Brief ▸ Rewrite the lines starting at the one containing "q: black collar of jersey" and ending at the one containing "top-left (187, 440), bottom-right (319, 576)", with "collar" swapped for "neckline". Return only those lines, with everything else left unchanged.

Source data ▸
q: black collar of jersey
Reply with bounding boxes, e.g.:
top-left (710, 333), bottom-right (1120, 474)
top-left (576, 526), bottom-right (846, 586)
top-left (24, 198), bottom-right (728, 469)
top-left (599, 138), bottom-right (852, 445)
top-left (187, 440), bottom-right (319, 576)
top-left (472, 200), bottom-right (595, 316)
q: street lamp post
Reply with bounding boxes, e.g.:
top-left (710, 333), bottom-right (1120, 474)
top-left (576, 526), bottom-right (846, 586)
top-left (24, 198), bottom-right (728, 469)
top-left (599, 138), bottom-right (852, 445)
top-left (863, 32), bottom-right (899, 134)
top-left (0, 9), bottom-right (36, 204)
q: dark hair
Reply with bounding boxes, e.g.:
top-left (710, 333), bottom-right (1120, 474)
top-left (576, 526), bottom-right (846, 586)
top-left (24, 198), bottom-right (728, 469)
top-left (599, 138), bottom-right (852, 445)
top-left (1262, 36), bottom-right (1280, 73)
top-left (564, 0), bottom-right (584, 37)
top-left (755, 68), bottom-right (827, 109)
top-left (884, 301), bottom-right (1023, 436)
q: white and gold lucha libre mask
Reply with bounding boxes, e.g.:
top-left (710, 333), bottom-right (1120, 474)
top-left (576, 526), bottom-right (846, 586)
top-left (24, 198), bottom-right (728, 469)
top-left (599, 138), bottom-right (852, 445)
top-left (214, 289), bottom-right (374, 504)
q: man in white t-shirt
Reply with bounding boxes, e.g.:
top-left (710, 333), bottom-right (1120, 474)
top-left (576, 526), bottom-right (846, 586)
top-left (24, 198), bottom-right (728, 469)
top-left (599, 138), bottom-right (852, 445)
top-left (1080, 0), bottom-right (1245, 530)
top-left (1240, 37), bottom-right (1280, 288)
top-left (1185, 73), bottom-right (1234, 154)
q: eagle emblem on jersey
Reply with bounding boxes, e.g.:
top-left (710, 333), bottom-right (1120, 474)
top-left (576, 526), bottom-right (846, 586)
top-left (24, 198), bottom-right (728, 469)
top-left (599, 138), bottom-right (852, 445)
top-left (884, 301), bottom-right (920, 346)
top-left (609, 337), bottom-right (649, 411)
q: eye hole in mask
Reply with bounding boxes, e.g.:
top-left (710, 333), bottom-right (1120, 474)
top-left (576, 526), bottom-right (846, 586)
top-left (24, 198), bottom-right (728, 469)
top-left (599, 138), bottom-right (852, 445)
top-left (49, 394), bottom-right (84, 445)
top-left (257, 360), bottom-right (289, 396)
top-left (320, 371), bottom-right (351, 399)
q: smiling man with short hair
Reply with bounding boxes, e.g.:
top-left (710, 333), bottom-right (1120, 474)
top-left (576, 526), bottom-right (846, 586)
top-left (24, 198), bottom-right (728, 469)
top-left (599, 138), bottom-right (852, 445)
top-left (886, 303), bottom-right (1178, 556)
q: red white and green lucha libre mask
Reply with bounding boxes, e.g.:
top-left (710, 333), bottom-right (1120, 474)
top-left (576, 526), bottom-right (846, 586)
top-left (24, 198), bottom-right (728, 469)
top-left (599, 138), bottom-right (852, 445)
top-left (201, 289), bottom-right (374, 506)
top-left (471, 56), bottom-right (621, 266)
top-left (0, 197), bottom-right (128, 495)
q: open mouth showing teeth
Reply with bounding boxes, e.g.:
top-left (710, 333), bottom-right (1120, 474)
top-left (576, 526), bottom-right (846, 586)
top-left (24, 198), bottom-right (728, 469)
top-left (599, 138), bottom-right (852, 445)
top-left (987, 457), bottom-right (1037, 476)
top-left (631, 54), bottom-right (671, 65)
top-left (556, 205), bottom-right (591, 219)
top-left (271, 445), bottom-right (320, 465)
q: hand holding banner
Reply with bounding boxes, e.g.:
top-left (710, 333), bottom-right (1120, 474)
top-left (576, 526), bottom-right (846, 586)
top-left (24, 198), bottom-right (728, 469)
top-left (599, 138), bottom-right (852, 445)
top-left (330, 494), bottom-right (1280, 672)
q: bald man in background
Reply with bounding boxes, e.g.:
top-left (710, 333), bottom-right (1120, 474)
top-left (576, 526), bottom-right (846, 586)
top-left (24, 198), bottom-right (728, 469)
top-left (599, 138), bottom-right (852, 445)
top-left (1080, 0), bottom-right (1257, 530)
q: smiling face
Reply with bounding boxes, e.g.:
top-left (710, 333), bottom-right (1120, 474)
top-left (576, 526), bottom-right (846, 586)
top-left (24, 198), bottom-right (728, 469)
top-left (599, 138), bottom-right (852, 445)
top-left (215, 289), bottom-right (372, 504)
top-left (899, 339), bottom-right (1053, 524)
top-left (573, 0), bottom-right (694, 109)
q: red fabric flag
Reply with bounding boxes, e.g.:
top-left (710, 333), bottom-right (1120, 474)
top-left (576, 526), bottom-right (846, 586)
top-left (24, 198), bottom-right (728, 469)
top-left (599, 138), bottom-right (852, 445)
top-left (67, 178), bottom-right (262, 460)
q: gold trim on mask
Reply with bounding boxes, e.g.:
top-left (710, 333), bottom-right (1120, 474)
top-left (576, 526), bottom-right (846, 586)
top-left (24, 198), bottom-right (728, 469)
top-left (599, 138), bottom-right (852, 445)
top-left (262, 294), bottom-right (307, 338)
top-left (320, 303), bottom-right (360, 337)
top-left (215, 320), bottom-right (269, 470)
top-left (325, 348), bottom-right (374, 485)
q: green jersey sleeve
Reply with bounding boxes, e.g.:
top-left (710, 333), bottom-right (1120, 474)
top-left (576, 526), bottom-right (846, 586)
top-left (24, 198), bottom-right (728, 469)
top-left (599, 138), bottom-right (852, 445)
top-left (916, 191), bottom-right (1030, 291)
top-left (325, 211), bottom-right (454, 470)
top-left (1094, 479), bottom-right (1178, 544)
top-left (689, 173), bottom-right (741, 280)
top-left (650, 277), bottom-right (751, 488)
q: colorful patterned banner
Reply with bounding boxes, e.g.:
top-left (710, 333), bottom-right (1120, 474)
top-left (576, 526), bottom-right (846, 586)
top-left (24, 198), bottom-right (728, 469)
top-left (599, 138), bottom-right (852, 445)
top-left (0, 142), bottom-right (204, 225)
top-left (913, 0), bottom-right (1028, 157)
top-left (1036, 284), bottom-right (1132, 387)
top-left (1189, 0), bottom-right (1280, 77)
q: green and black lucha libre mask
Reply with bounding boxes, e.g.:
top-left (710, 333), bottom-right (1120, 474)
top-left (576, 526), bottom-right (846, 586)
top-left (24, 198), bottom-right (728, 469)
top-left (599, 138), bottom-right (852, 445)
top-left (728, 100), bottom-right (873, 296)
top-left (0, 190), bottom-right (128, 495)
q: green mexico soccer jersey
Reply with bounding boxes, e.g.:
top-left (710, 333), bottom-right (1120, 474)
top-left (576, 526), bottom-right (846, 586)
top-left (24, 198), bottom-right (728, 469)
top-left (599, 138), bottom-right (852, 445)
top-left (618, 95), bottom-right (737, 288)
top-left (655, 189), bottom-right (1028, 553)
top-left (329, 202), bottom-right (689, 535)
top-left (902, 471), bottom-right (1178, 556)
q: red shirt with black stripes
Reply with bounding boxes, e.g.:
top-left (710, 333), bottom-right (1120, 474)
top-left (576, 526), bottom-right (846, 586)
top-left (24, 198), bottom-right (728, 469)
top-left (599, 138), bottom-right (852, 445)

...

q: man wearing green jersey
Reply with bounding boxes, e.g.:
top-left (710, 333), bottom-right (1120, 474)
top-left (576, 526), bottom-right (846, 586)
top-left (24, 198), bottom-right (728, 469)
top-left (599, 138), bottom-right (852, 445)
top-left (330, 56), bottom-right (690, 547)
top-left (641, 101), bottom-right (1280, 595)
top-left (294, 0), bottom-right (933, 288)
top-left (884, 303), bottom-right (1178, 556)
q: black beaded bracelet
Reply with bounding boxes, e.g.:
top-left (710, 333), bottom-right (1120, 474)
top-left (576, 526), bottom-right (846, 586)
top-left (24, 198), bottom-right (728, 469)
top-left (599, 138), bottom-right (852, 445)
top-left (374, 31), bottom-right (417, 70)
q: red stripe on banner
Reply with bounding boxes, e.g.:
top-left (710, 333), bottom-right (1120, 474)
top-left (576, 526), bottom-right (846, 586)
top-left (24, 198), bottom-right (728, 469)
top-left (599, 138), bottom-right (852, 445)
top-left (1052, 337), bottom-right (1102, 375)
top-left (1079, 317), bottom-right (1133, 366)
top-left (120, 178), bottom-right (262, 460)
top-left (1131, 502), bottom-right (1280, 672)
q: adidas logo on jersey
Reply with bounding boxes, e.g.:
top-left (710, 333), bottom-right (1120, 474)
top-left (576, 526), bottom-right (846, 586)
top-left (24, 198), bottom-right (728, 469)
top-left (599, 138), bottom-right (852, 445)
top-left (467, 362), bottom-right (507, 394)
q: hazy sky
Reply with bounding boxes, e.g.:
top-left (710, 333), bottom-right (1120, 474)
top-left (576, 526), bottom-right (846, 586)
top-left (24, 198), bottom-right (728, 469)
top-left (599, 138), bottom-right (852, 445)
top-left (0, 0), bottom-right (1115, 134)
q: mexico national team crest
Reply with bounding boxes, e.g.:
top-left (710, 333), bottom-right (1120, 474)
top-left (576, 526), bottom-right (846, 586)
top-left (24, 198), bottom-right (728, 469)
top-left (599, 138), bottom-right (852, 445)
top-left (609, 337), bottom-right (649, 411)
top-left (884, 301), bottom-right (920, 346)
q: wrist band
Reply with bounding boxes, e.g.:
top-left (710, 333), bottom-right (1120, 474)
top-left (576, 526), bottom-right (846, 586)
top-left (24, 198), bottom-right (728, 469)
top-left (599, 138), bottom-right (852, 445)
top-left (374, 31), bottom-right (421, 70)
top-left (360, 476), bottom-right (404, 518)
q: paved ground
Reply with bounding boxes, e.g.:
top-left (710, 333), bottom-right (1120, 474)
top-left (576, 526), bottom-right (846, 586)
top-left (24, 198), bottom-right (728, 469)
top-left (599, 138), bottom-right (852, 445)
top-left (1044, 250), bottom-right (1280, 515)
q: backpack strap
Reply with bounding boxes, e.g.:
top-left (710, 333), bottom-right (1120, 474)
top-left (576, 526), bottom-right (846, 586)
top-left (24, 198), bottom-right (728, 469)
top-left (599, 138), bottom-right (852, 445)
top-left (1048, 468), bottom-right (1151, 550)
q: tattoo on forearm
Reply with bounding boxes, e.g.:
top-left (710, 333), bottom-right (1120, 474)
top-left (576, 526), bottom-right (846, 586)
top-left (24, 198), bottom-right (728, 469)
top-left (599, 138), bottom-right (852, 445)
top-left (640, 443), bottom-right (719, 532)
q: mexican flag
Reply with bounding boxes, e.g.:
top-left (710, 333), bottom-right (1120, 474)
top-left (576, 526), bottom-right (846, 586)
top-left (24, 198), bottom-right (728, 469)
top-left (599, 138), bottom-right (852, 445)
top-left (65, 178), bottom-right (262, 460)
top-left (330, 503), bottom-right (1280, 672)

...

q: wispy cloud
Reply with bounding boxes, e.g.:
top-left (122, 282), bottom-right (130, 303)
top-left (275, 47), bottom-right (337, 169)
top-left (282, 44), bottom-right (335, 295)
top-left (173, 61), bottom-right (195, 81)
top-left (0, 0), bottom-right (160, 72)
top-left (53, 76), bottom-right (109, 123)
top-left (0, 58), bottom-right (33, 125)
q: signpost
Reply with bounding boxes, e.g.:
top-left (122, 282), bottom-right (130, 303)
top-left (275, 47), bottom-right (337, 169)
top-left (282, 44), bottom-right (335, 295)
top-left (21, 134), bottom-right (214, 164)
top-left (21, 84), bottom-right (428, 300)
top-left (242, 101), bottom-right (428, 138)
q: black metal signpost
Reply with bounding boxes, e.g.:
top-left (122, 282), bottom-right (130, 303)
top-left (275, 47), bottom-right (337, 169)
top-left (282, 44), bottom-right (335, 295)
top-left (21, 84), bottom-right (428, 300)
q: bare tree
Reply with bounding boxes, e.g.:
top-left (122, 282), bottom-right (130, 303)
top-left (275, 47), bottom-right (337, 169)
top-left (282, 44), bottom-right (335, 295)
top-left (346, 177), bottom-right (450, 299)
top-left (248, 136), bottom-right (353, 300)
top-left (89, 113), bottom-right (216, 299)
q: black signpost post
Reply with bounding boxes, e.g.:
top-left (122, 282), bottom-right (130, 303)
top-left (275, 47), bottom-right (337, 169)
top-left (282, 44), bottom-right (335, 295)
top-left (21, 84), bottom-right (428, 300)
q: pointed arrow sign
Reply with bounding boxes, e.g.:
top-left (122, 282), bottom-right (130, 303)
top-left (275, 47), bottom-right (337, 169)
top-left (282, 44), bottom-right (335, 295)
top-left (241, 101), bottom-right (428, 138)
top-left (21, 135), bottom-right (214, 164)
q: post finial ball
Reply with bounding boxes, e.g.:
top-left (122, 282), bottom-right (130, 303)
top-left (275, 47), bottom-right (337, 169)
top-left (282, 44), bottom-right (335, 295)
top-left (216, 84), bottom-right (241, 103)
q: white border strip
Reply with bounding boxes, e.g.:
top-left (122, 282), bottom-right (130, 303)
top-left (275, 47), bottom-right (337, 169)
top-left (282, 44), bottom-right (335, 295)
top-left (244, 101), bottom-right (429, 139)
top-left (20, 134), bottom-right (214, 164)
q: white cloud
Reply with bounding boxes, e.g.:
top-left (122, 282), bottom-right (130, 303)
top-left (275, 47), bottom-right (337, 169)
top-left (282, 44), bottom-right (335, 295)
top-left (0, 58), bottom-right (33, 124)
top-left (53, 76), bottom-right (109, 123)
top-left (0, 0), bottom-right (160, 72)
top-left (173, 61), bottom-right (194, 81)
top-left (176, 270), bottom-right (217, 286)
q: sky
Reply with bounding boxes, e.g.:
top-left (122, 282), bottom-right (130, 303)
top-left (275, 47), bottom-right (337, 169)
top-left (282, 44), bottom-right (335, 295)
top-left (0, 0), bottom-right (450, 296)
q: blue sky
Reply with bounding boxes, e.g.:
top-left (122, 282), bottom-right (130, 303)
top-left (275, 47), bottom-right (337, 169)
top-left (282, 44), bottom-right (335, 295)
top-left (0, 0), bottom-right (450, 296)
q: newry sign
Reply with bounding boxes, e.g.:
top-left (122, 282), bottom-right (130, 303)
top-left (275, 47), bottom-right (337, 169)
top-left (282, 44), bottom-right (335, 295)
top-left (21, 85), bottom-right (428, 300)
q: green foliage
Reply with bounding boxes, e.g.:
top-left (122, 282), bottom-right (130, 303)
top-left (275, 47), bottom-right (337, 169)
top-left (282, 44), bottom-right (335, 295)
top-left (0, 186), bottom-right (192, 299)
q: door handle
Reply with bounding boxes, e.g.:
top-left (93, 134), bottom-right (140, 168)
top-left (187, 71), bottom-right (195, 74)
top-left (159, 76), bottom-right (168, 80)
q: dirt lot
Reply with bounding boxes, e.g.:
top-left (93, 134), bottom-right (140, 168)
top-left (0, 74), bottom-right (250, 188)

Solution for this exercise ▸
q: black neckline of jersey
Reply with bounding boxes, e.g.:
top-left (710, 333), bottom-right (1120, 474)
top-left (576, 526), bottom-right (846, 586)
top-left (24, 198), bottom-right (728, 469)
top-left (599, 138), bottom-right (852, 445)
top-left (187, 440), bottom-right (319, 576)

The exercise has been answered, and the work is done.